**Requirement**
Please write out the whole listing below word for word, keeping every line unchanged and in the same order.

>> Begin Data entries

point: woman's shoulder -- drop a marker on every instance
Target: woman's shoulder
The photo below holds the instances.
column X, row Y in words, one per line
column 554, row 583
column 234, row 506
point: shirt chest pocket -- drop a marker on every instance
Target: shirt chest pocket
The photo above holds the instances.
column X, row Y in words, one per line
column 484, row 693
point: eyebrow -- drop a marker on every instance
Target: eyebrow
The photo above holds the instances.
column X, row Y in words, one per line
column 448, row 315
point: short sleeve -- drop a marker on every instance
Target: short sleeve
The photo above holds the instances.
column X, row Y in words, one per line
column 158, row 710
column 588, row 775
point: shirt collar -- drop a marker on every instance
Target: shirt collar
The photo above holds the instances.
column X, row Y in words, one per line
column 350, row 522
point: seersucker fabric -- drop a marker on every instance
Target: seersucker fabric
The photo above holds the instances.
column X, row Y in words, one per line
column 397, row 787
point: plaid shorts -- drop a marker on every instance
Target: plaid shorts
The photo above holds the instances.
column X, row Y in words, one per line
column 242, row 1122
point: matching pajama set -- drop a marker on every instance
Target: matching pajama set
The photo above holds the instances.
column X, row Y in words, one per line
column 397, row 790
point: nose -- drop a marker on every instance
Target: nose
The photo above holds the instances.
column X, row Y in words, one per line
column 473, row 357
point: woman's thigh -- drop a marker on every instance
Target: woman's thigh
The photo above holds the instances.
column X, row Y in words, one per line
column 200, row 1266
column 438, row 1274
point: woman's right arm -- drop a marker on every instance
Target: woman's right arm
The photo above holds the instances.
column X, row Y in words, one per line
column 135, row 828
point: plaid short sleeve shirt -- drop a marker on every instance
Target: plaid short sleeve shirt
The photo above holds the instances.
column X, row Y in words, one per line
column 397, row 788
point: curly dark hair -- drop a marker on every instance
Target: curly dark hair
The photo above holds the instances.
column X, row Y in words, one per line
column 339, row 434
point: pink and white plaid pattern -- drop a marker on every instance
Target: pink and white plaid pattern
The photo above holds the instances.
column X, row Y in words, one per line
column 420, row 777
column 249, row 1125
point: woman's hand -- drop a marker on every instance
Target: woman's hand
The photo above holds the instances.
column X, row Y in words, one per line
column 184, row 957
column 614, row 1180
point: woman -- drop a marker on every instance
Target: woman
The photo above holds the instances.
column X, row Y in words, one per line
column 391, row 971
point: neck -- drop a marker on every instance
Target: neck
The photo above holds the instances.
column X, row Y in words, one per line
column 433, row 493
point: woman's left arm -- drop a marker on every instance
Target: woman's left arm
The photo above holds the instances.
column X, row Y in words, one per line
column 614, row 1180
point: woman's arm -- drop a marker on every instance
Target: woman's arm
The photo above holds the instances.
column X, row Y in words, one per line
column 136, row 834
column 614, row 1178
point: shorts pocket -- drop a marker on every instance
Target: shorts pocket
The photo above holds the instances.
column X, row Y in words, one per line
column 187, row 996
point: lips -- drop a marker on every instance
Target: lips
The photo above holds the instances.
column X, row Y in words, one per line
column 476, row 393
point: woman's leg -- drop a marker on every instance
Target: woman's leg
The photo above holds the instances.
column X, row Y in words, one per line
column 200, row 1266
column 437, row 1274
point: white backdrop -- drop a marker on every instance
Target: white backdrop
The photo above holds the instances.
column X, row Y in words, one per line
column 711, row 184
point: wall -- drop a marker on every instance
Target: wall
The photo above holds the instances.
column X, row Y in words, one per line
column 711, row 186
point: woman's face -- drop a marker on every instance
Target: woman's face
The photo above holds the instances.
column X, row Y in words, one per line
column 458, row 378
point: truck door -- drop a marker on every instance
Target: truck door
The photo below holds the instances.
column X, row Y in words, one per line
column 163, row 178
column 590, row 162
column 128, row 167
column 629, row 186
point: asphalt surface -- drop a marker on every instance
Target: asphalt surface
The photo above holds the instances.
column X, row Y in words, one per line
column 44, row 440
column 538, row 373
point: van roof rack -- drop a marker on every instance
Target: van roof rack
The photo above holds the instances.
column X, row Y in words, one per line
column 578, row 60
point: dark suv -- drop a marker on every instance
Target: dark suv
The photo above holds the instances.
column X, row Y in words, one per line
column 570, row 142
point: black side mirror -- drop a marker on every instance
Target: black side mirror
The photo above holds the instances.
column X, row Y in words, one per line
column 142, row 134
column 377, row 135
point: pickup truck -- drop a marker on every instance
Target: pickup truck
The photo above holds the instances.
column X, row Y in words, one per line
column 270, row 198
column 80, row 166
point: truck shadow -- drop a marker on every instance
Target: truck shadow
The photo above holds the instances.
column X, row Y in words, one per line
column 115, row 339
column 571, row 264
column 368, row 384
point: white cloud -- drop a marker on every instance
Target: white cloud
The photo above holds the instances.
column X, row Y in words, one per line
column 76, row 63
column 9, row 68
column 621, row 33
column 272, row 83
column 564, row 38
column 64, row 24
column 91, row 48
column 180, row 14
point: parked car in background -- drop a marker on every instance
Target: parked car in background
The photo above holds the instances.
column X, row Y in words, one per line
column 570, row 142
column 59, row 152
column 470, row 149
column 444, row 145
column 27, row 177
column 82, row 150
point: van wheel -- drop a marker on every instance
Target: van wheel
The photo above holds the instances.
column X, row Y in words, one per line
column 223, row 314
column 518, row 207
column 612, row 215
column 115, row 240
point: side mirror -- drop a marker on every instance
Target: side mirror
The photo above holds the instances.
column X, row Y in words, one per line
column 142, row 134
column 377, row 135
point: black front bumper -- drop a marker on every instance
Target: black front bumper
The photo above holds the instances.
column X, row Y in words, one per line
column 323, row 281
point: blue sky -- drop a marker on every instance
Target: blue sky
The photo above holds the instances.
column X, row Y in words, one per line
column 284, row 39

>> End Data entries

**Result of the task**
point: woman's shoulder -- drop a marker on every instance
Target: woman's shoulder
The photo below holds the instances.
column X, row Y in words, one per line
column 554, row 583
column 234, row 506
point: shirt chest pocket -- drop a marker on every instance
Target: shirt chest pocket
The photo above holds the instances.
column X, row Y in words, one per line
column 484, row 693
point: eyebrow -- drop a marker on every instance
Target: eyebrow
The photo above holds the instances.
column X, row Y in words, one per line
column 448, row 315
point: short sleeve -- drop a marker on every instance
Target: short sleeve
The photo above holds the instances.
column X, row Y in words, one per line
column 158, row 710
column 588, row 775
point: shirt collar -- drop a marker on every instance
Target: shirt collar
The photo above holds the instances.
column X, row Y in words, one per line
column 350, row 522
point: seersucker fabric -- drop a marker on every instance
Target: seersucker fabric
The photo above holds the instances.
column X, row Y in words, one per line
column 397, row 787
point: plaid shorts -- drop a marker on every instance
Target: plaid shorts
The photo above holds the instances.
column X, row Y in words, one per line
column 242, row 1122
point: matching pajama set -- drop a marker on every instance
Target: matching pajama set
The photo above holds the instances.
column X, row Y in words, one per line
column 397, row 790
point: nose -- drop a marker on every instance
Target: nose
The photo above holds the instances.
column X, row Y in words, one per line
column 473, row 357
point: woman's thigh -- drop a marker on every instance
Target: woman's thigh
The photo above holds the instances.
column X, row Y in words, one per line
column 200, row 1266
column 438, row 1274
point: woman's right arm -- drop a marker on every instance
Target: woman's right arm
The photo above holds the instances.
column X, row Y in words, one per line
column 135, row 828
point: plaid short sleeve shirt -- drop a marker on every instance
Target: plaid short sleeve shirt
The photo above holds the instances.
column X, row Y in words, one per line
column 397, row 788
point: curly dark hair -- drop a marker on every instance
Target: curly dark hair
The photo above holds the instances.
column X, row Y in words, one per line
column 339, row 434
point: pink and white plaid pattern -- drop a marker on every instance
Target: pink and white plaid pattern
The photo above holds the instances.
column X, row Y in words, one per line
column 420, row 777
column 249, row 1125
point: woman's hand -- drop a marker on every instance
Target: woman's hand
The photo above holds the instances.
column X, row Y in words, one per line
column 184, row 957
column 614, row 1180
point: woman -- drop a marker on every instance
Target: woman
The photo above holds the instances.
column X, row Y in words, one per line
column 391, row 971
point: neck -- drop a marker on every instance
Target: neck
The photo above holds the instances.
column X, row Y in words, one per line
column 433, row 493
point: woman's left arm -- drop a marker on every instance
Target: woman's left arm
The photo above holds the instances.
column X, row Y in words, one per line
column 614, row 1180
point: woman's arm -- drop a marker on every instance
Target: woman's arm
The photo above holds the instances.
column X, row Y in words, one per line
column 136, row 834
column 614, row 1178
point: shorts pocket -- drop a marker on every instance
Target: shorts pocket
The photo above holds the instances.
column X, row Y in words, one per line
column 187, row 996
point: lips -- drop a marker on every instance
Target: lips
The photo above holds the instances.
column X, row Y in words, one per line
column 476, row 393
point: woman's leg -- drop a marker on every instance
Target: woman's leg
The photo above holds the instances.
column X, row Y in words, one per line
column 200, row 1266
column 437, row 1274
point: white backdrop -- drop a marker on every instance
Target: white backdrop
The photo above holds the instances.
column X, row Y in words, one per line
column 711, row 184
point: wall -- drop a marker on every instance
Target: wall
The photo above holds the instances.
column X, row Y in words, one per line
column 711, row 186
point: woman's face -- drop a marker on every instance
Target: woman's face
The photo above holds the instances.
column X, row Y in words, one per line
column 458, row 378
point: truck door -- drop a marker on every instance
Target: truck door
The photo below holds the instances.
column X, row Y in words, one per line
column 163, row 178
column 590, row 162
column 128, row 167
column 629, row 186
point: asphalt surface -- drop a marker on every instance
Target: asphalt surface
The photo above holds the instances.
column X, row Y in words, one per line
column 44, row 440
column 538, row 373
point: van roof rack -- drop a marker on every instance
Target: van roof rack
The photo above holds the instances.
column X, row Y in words, one per line
column 578, row 60
point: dark suv -- drop a marker on every instance
Target: dark suv
The photo above holds the instances.
column X, row Y in words, one per line
column 570, row 142
point: black side mirror -- drop a marker on every instance
Target: black side mirror
The photo above holds the instances.
column X, row Y in words, one per line
column 142, row 134
column 377, row 135
point: pickup truck -- drop a marker on every instance
Target: pickup truck
The photo above holds the instances.
column X, row Y in words, one per line
column 270, row 198
column 80, row 166
point: truck shadow -- drop a marker on every instance
Target: truck shadow
The photo above holds the instances.
column X, row Y in words, one per line
column 115, row 339
column 571, row 264
column 368, row 384
point: white cloud -- drop a marker on every instance
Target: white cloud
The photo above holds the instances.
column X, row Y in words, one per line
column 76, row 63
column 9, row 68
column 621, row 33
column 272, row 83
column 564, row 38
column 64, row 24
column 91, row 48
column 180, row 14
point: parked car in background -- drop a marker on every instance
Target: parked car in background
The photo above holds the instances.
column X, row Y in words, one per line
column 570, row 142
column 59, row 152
column 470, row 149
column 444, row 145
column 27, row 177
column 82, row 150
point: van wheel -- drop a marker on every instance
Target: van wheel
The photo above holds the instances.
column X, row Y in words, one per line
column 223, row 314
column 518, row 207
column 612, row 215
column 115, row 240
point: side mirror -- drop a marker on every instance
Target: side mirror
The photo above holds the instances.
column X, row Y in words, one per line
column 142, row 134
column 377, row 135
point: black front bumper -- drop a marker on every instance
Target: black front bumper
The photo above holds the instances.
column X, row Y in words, one per line
column 323, row 281
point: blue sky -- drop a marker on every instance
Target: blue sky
The photo above holds the instances.
column X, row Y in words, one per line
column 284, row 39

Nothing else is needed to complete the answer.